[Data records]

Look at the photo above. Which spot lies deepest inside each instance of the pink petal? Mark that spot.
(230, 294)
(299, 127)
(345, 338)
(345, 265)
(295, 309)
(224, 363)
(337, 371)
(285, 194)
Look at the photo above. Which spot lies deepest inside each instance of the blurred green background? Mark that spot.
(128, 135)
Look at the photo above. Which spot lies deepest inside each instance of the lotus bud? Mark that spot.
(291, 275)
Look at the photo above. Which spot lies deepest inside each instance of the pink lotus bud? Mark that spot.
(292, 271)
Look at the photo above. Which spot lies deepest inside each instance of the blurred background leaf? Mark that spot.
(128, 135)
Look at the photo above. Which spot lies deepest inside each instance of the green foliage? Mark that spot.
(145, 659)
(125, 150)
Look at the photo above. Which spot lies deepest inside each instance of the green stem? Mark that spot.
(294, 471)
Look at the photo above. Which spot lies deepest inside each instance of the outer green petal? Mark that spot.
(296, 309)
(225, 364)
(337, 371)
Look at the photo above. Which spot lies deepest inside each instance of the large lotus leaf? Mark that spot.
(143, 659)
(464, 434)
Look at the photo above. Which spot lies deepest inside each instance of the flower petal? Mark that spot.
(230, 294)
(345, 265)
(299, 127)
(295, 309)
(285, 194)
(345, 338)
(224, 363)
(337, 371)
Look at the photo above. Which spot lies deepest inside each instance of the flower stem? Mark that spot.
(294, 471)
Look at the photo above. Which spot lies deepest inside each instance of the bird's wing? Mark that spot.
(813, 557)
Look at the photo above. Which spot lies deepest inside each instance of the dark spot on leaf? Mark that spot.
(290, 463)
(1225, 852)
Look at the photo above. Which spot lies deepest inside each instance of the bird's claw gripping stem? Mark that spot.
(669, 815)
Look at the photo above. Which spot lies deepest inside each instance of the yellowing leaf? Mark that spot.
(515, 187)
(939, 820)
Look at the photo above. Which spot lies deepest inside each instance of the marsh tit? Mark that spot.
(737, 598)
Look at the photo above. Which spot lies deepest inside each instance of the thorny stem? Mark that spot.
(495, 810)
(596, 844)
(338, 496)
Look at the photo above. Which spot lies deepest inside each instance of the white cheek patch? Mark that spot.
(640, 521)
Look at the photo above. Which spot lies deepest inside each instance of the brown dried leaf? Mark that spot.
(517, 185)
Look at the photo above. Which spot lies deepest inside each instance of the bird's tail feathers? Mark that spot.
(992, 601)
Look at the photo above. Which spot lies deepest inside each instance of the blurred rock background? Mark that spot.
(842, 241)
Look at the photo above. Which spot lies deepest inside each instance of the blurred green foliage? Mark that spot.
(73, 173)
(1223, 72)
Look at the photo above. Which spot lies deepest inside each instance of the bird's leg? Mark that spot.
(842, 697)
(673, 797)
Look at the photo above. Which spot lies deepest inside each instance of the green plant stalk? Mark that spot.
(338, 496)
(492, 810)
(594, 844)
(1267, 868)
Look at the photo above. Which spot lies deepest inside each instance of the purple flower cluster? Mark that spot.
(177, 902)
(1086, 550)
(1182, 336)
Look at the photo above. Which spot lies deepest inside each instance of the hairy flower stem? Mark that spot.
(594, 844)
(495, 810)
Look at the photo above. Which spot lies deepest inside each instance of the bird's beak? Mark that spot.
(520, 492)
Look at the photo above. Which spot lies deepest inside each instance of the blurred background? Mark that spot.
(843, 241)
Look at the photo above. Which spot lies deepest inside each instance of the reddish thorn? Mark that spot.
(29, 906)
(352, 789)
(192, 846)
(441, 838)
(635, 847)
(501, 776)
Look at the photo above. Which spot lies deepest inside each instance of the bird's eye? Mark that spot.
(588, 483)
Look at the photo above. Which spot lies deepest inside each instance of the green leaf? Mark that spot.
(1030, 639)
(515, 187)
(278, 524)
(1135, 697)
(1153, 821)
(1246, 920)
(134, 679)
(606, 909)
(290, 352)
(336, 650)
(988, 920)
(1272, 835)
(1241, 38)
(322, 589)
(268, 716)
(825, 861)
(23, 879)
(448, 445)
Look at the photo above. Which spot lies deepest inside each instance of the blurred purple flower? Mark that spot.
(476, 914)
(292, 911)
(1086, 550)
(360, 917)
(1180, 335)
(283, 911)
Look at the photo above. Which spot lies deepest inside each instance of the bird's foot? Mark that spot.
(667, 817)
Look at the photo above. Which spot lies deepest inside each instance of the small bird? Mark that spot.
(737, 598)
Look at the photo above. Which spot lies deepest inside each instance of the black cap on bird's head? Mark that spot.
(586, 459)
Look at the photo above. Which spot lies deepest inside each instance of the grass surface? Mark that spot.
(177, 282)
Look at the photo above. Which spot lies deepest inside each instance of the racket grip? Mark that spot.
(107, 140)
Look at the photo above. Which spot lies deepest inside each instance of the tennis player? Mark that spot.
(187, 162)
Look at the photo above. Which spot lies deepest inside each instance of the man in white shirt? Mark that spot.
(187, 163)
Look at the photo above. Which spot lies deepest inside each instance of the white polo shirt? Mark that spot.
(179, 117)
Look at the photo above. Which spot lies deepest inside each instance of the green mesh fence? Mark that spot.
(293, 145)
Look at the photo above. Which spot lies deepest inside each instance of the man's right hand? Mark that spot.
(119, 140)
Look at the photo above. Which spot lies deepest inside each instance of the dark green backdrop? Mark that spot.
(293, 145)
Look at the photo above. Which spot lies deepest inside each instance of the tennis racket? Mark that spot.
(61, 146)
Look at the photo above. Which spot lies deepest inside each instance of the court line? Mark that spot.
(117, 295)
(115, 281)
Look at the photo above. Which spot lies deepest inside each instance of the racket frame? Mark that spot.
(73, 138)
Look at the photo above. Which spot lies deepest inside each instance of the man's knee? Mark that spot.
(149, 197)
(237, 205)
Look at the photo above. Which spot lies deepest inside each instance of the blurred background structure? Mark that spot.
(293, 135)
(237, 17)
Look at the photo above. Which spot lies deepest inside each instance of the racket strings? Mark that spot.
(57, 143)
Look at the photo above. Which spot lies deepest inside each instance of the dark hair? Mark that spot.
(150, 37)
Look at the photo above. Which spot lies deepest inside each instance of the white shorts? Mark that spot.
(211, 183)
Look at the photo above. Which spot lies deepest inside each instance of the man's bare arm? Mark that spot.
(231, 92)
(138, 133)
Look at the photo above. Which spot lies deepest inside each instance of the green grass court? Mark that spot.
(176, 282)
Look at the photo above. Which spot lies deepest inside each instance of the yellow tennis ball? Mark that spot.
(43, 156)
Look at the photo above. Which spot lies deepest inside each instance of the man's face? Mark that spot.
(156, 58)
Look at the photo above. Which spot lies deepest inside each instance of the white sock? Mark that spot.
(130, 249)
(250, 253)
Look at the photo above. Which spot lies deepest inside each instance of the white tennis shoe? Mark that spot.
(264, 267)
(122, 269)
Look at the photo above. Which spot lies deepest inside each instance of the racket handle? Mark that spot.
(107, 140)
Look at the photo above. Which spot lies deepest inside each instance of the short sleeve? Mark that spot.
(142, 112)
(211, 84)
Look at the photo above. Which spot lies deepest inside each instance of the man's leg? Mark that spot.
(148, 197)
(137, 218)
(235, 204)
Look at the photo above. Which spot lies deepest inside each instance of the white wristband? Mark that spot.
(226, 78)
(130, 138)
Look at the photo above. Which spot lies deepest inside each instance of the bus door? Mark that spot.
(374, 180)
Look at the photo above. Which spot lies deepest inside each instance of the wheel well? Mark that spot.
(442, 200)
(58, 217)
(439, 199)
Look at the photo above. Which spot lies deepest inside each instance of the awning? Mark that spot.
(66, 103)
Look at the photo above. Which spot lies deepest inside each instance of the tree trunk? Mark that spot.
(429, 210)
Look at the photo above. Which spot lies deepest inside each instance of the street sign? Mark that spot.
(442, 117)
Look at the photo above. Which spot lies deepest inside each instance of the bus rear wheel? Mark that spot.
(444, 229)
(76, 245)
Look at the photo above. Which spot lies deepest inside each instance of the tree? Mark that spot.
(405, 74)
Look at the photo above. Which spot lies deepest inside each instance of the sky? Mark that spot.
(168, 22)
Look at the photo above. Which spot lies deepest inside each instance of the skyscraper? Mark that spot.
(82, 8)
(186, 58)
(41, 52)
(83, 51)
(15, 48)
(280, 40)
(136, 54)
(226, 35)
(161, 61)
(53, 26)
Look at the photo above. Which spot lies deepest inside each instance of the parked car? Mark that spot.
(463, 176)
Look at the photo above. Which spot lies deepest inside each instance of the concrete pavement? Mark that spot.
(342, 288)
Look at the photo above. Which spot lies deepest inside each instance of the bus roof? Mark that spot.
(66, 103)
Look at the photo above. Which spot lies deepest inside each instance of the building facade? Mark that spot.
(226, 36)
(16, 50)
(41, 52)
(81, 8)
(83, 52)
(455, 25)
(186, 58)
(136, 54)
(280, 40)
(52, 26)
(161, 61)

▶ [Task]: Find the line with "sky? Mark that spot.". Transcribe it and every line after it exactly, through the end of the records above, and nothing else.

▶ [Reply]:
Look at the photo above. Which spot lies deepest inside each instance of the sky? Mark that spot.
(168, 22)
Look at the photo above. Which spot lies deepest inside each instance of the skyscraper? Mark that spot.
(82, 8)
(186, 58)
(41, 52)
(83, 51)
(15, 48)
(280, 40)
(136, 54)
(226, 35)
(161, 61)
(53, 26)
Look at the photo above. Which spot lies deepest inside each instance of the parked car? Mark that spot.
(463, 176)
Look at the photo above. Which spot lies deepest inside each instance of the concrete pavement? Mark that spot.
(342, 288)
Look at the photo above. Which spot lies deepest inside each instance of the bus roof? Mark that spot.
(66, 103)
Look at the photo above. Which spot lies deepest inside each instance of the building facade? Mark that spot.
(226, 36)
(16, 50)
(41, 52)
(81, 8)
(83, 52)
(455, 25)
(186, 58)
(136, 54)
(280, 40)
(52, 26)
(161, 61)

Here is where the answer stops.